_Direction:_ Convert the material below, starting at the line that contains "Each instance of the tie" and ending at the last line of the material, into a Markdown table with the columns Number and Record line. Number the rows in order and skip any blank lines.

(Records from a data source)
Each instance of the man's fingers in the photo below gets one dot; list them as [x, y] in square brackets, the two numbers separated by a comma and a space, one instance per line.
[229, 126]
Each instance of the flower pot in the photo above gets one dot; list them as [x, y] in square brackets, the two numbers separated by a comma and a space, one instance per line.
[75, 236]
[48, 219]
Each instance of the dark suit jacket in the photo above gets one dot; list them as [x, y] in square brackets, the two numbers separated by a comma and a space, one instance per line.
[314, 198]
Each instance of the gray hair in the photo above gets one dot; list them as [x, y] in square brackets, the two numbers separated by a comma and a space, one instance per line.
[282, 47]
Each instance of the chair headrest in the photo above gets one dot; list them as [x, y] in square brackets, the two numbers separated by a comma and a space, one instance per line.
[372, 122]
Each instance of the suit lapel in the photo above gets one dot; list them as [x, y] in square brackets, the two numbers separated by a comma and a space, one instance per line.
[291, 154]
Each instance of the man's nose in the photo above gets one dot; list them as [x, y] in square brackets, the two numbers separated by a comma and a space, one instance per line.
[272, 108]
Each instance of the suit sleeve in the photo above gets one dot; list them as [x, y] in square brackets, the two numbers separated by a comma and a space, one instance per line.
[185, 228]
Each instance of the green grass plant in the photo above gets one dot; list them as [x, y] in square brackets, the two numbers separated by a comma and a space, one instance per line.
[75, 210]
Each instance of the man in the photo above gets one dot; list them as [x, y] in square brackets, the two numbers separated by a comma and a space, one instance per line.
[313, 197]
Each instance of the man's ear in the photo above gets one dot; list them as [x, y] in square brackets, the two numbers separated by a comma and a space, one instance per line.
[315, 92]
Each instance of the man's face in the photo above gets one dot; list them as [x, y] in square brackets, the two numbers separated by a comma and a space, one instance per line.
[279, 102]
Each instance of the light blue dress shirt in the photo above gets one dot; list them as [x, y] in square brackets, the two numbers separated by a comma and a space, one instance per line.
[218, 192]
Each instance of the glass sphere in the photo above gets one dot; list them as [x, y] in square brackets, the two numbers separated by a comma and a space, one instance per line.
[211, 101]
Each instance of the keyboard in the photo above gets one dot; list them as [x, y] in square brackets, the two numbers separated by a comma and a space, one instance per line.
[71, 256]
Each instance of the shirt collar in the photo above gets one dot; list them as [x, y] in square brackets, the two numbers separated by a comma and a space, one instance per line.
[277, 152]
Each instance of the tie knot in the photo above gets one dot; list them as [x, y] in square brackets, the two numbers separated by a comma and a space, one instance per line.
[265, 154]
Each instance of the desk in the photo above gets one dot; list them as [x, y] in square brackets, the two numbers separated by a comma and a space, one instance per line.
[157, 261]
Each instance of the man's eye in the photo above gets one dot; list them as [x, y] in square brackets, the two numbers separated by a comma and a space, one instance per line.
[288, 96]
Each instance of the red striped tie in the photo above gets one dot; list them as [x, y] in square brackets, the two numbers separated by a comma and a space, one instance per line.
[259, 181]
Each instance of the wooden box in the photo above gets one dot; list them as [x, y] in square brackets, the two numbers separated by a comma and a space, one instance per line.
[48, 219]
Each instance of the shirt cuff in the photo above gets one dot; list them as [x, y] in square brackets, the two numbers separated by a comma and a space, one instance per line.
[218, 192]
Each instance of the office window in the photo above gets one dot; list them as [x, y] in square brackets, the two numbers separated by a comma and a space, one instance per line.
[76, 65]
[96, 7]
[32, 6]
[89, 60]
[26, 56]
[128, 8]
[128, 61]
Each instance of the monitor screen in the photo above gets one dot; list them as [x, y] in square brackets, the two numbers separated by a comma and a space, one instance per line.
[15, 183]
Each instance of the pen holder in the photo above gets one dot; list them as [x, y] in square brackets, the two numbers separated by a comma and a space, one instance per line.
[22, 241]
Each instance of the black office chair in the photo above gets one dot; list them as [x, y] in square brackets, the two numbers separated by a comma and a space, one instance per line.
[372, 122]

_The completed task:_
| Number | Record line |
|---|---|
| 1 | Each instance of the tie knot in the photo above gets one dot; list them as [x, y] in square brackets, the two numbers separated by a comma and a space, one instance per line. |
| 2 | [265, 154] |
| 3 | Each instance of the desk in the photo above gets one dot; list them as [x, y] in square brackets, the two numbers separated by a comma and a space, one instance per line. |
| 4 | [157, 261] |
| 5 | Each instance of the man's eye in the photo above gets one dot; list them as [x, y] in square brackets, the two numbers separated by a comma and a space, one instance per line. |
| 6 | [288, 96] |
| 7 | Each instance of the red striped tie in the photo above gets one dot; list them as [x, y] in square brackets, the two numbers separated by a comma and a space, one instance per line. |
| 8 | [259, 181] |
| 9 | Each instance of the wooden box in the photo above gets one dot; list them as [x, y] in square brackets, the two numbers separated by a comma and a space, one instance per line. |
| 10 | [48, 219] |
| 11 | Each instance of the shirt cuff in the photo above gets one dot; list them as [x, y] in square brackets, the two numbers separated by a comma and a space, one instance per line. |
| 12 | [218, 192] |
| 13 | Each instance of the office window in the photo above gets one dot; list them as [x, y] in square brackets, the two numbers separated by a comma and a space, one instance per line. |
| 14 | [76, 65] |
| 15 | [96, 7] |
| 16 | [32, 6] |
| 17 | [89, 60] |
| 18 | [26, 56] |
| 19 | [128, 8] |
| 20 | [128, 61] |
| 21 | Each instance of the monitor screen in the photo above gets one dot; list them as [x, y] in square brackets, the two numbers separated by a comma and a space, one instance per line. |
| 22 | [15, 183] |
| 23 | Each instance of the pen holder in the photo above gets one dot; list them as [x, y] in square brackets, the two numbers separated by a comma and a space, one instance per line. |
| 24 | [22, 241] |
| 25 | Each instance of the black office chair in the photo above gets one dot; list them as [x, y] in square brackets, the two numbers separated by a comma and a space, one instance per line. |
| 26 | [372, 122] |